> Extract provided:
=-=-=

Ah but there is so e superb gin made in this part if the country, Caorunn from Balmenach distillery on Speyside is superb especially with a slice of red skinned apple in it, Hendricks is good too although my favourite is Caorunn is my favourite. So nothing wrong with drinking gin in Whisky country!!!!!


----------



## norrie (May 1, 2005)

So, your coming to Gods country then, I do hope you enjoy the site at Moffat, the town is very sleepy most of the time and the natives are wonderful, whether you go to the Pub, for an ice cream, Fish and Chips, or even, a wander round, you'll be vey pleased you came here.

We live not far from Moffat and go there regularly for hill walks, home baking, good 21 day steaks at the local Butchers, and the Pub, especially The Black Bull, which has some very entertaining regulars.

The thing about Whisky is, you have to like it, theres no happy medium, you can sample the best Malts Scotland has to offer but you have to like it. Me I taste the Dram first, then add a dash of bottled water, no chlorine in it, and enjoy.

=-=-=

> Given information:

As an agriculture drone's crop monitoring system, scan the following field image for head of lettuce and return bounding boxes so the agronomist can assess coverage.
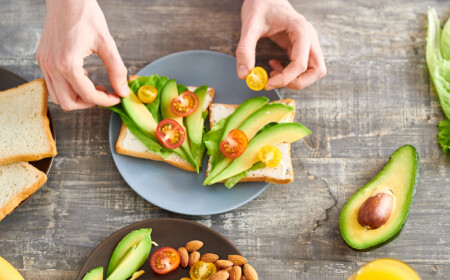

=-=-=

> Exercise instructions:
a: Please rewrite the forum thread starting at "## norrie (May" and ending at "very entertaining regulars.", putting "country walks" wherever "hill walks" appears.
b: Pick up the forum thread on whisky and Moffat from its last sentence and carry it on.
The lines have no connection to the forum thread.

> Expected results:
a:
## norrie (May 1, 2005)

So, your coming to Gods country then, I do hope you enjoy the site at Moffat, the town is very sleepy most of the time and the natives are wonderful, whether you go to the Pub, for an ice cream, Fish and Chips, or even, a wander round, you'll be vey pleased you came here.

We live not far from Moffat and go there regularly for country walks, home baking, good 21 day steaks at the local Butchers, and the Pub, especially The Black Bull, which has some very entertaining regulars.

b:
Now the sample, you may want to try milder malts like Glenmorangie, or Glenfiddich, maybe Glenlivet, but stay firmly away from Islay, until you know your way round the whisky Gantry otherwise youll tend to dislike the pungenciy or the aroma, and you just get confused...

Whatever you do, enjoy and don't think for a minute you won't be able to keep up with Scots...it's all talk..anyway have a great time....Slainte

Norrie..


----------



## mistycat (Jan 28, 2014)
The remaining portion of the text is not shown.